Given problem A =>
According to the Area A excavation report, how wide was the Roman road?
Given problem B =>
Pull out every line of the entries that contains the string "grass".

Area A
Excavations in this area were particularly difficult, since the groundwater level was very high, due to the season. Although archaeological remains were reached only at a level of c. 6.6 m asl, work had to be carried out with the help of pumps that prevented the flooding of squares. The remains of a Roman road were uncovered for a length of 21 m (Fig. 2). The road (width 4.8 m) consisted of two construction layers. A foundation layer (thickness 15–20 cm) of black-grayish, clayish soil, which contained some small limestone chips but no archaeological finds, such as potsherds, was laid out on the sandy ground. The upper layer used unworked chalk fieldstones of different sizes. It was covered with a layer of crushed kurkar in various parts of the excavated area, possibly as a repair of these sections. Curbstones were not discerned. Although the road was at an elevation of c. 6.5 m above sea level, it did not use any artificial embankment, to raise it above the surroundings and prevent flooding during winter.

Small numbers of potsherds and coins were found between the stones of the road. Most of the ceramic fragments were too worn to allow dating; however, comparing the wares with pottery found in previous excavations at the site indicates that they should be dated to the Roman or Byzantine periods. The coins pointed to a date in the fourth century CE. This suggests that the use of the road can be dated to the beginning of the Byzantine Period. A section cut in the road (L510; Fig. 2) did not yield any datable finds and the road’s construction date remains uncertain.


Another section of the same road, connecting Caesarea and Shuni had previously been excavated by Y. Ne’eman (ESI 15), who dated the road to the Byzantine Period and recognized two phases of construction; during the later phase the road was raised by c. 0.6 m. The coins from his excavations were dated to the fourth century CE as well, but were found out of context. The date suggested for the construction of the road was not certain, although a date in the (late?) Roman period may seem likely. Contrary to the section excavated by the author, Ne’eman found the curbstones preserved along both sides of the road. It seems that one of the phases Ne’eman identified was missing from the new excavated area; it should probably be reconsidered as having a solely construction purpose. Nonetheless, the orientation, the width and the building technique show that both excavated sections belonged to the same ancient road.

Excerpts from a point labeling dataset
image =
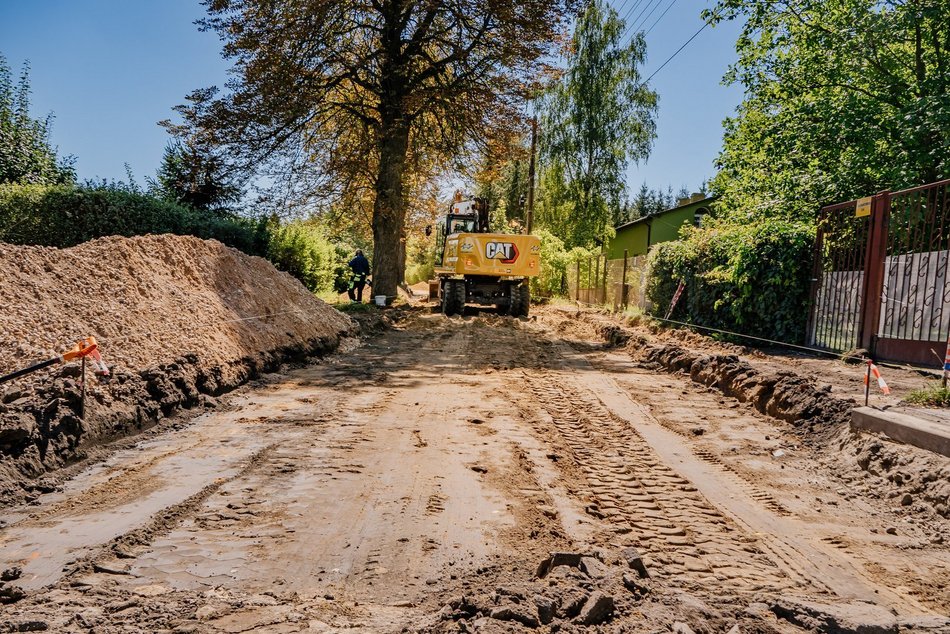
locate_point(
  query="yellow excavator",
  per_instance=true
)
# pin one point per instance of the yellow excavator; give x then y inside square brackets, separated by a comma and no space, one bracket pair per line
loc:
[474,266]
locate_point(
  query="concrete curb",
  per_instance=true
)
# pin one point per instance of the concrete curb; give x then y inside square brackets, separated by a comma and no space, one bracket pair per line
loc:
[911,430]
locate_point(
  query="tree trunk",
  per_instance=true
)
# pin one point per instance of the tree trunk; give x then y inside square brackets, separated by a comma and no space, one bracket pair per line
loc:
[389,210]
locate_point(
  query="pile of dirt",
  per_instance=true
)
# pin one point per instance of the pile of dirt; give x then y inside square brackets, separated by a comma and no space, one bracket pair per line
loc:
[178,320]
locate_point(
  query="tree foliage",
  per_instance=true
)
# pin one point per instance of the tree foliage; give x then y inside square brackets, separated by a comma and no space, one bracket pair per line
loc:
[751,278]
[346,96]
[843,98]
[195,176]
[26,155]
[595,119]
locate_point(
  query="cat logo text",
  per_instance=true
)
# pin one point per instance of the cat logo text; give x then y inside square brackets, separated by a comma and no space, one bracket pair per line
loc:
[507,252]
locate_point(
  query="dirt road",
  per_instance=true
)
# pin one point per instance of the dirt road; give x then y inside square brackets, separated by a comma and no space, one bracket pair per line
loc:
[417,481]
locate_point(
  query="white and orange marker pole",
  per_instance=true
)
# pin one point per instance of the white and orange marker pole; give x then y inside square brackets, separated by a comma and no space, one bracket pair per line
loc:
[946,363]
[872,369]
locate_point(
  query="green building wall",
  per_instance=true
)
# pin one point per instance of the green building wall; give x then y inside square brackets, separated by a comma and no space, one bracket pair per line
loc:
[638,236]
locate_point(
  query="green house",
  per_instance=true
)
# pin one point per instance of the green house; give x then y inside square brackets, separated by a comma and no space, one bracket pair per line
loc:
[637,236]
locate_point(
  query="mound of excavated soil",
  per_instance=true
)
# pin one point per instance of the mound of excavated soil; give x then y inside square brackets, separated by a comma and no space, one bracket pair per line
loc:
[178,320]
[150,300]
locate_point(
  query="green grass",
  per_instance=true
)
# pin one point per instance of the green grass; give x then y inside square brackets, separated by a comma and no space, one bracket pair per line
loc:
[931,396]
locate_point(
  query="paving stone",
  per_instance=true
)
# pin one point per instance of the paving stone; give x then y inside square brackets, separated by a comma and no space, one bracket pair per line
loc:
[598,609]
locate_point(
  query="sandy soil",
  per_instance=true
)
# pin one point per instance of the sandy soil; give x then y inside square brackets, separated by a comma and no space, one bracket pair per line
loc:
[417,482]
[179,322]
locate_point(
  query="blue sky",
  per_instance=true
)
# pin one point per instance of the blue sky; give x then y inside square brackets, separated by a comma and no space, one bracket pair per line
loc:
[110,69]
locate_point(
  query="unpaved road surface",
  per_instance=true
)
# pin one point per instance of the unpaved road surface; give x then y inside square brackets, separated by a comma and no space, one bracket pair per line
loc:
[417,481]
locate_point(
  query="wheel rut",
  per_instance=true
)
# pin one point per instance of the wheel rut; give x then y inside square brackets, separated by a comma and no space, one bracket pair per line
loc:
[696,519]
[684,538]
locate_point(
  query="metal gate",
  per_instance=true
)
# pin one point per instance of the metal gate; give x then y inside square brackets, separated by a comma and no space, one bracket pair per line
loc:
[881,275]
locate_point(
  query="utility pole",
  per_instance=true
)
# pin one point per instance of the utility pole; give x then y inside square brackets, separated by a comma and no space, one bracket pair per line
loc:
[534,145]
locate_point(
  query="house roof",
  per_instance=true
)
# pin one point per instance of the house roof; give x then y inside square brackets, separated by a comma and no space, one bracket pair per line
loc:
[708,199]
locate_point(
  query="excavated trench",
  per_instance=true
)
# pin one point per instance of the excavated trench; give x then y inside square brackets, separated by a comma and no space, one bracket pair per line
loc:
[421,481]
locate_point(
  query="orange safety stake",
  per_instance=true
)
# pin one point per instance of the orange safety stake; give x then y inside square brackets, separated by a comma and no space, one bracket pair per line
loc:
[877,375]
[87,349]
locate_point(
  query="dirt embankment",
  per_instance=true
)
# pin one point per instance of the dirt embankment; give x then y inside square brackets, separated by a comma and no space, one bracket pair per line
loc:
[815,399]
[179,321]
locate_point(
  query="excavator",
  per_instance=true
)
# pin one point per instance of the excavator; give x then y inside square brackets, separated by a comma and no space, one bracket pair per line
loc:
[475,266]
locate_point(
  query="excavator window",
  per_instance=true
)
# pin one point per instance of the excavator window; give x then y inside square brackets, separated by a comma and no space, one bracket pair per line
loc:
[461,225]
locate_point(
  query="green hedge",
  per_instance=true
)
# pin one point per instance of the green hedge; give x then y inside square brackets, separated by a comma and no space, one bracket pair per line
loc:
[304,250]
[752,279]
[66,215]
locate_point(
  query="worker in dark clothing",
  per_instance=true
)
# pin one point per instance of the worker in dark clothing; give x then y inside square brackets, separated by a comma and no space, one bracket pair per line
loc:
[359,269]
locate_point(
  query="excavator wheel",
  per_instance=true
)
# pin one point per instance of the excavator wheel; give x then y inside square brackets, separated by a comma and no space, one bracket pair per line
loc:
[520,300]
[453,297]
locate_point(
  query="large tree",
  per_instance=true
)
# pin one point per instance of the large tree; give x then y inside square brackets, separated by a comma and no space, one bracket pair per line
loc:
[595,119]
[26,155]
[190,175]
[843,98]
[357,91]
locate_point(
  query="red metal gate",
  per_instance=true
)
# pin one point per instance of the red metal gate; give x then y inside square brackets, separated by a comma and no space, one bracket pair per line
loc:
[881,279]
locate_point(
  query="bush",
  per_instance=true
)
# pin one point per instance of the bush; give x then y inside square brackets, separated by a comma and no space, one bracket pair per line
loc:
[555,263]
[66,215]
[303,249]
[752,279]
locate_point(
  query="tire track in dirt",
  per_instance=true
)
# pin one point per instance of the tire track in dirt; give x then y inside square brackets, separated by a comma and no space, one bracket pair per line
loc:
[783,539]
[684,538]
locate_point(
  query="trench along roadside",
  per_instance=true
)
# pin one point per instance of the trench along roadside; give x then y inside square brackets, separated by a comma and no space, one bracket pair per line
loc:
[699,519]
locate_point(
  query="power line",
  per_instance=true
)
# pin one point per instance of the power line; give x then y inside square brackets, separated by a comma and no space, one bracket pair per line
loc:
[665,11]
[670,58]
[630,28]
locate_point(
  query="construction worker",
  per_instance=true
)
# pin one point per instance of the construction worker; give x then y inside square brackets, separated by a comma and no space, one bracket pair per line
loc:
[359,269]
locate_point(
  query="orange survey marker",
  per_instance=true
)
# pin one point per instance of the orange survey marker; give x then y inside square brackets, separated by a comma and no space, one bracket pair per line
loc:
[87,349]
[877,375]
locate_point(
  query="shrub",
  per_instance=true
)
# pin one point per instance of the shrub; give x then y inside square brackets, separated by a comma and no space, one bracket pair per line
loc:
[66,215]
[752,279]
[303,249]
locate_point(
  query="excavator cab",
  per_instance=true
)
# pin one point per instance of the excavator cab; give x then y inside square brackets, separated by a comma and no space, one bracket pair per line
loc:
[476,266]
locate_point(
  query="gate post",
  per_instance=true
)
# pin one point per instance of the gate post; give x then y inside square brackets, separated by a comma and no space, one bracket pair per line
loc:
[623,283]
[596,280]
[577,286]
[874,270]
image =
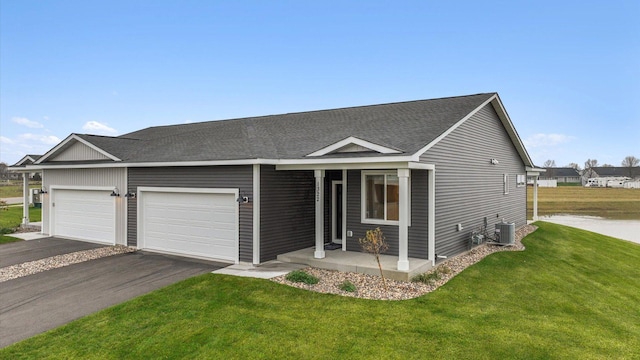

Correct answer A =>
4.8 m

Correct answer B =>
  query="green grass",
# pin one point per instance of the green grass; give x then y inside square brackets, separated by a comma and no space, one bracket pair per line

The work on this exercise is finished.